──────── TESTO ESTRATTO

Queste due domande, che immediatamente ci raggiungono appena letto il titolo, ci dicono che il livello in cui esso pone la questione non è l’ultimo livello, ma uno intermedio, che non può essere affrontato da solo, ma presuppone altro. La prima parte della frase – l’antropologia cristiana - presuppone Gesù Cristo, Creatore e Salvatore del mondo, e nella seconda parte – la salvezza del mondo - presuppone la ricapitolazione escatologica di tutte le cose in Cristo, fine della storia e del cosmo. Gesù Cristo sta quindi all’inizio e alla fine.
In altri termini, l’antropologia cristiana e la salvezza del mondo non possono essere poste in relazione tra loro in quanto tali, ma in riferimento ad un “di più” che il titolo non esprime ma che presuppone.

────────────────
──────── RIGHE

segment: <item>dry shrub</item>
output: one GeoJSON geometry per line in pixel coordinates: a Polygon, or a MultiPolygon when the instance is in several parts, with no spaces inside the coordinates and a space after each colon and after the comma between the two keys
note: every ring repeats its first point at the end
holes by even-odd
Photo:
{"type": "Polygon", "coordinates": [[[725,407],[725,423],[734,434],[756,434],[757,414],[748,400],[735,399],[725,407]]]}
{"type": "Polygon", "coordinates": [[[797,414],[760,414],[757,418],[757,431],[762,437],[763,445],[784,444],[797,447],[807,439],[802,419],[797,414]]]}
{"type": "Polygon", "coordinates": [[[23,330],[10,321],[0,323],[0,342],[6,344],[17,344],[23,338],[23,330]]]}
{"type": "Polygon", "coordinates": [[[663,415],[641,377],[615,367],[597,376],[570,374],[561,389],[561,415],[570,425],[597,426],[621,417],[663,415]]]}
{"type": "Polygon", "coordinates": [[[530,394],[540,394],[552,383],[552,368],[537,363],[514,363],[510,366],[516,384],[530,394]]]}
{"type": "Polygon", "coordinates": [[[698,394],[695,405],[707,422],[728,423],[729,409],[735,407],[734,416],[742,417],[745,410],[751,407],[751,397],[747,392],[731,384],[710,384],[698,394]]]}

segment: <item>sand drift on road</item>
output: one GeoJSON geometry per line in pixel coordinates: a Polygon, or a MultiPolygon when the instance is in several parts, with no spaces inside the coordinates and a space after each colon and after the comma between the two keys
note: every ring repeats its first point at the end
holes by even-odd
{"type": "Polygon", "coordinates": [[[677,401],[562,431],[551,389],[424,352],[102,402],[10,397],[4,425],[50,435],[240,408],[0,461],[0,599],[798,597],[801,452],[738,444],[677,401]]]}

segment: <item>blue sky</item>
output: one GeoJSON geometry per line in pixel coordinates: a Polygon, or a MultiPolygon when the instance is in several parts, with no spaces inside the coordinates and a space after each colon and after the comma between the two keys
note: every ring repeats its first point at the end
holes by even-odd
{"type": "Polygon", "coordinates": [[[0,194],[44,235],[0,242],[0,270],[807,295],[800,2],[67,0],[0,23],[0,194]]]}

────────────────

• **OBIETTIVO DEL COMPITO**
Nel testo estratto, che cosa presuppone la prima parte della frase, "l'antropologia cristiana"? Le righe non hanno alcun legame con il testo estratto.

• **RISPOSTA CORRETTA**
Presuppone Gesù Cristo, Creatore e Salvatore del mondo.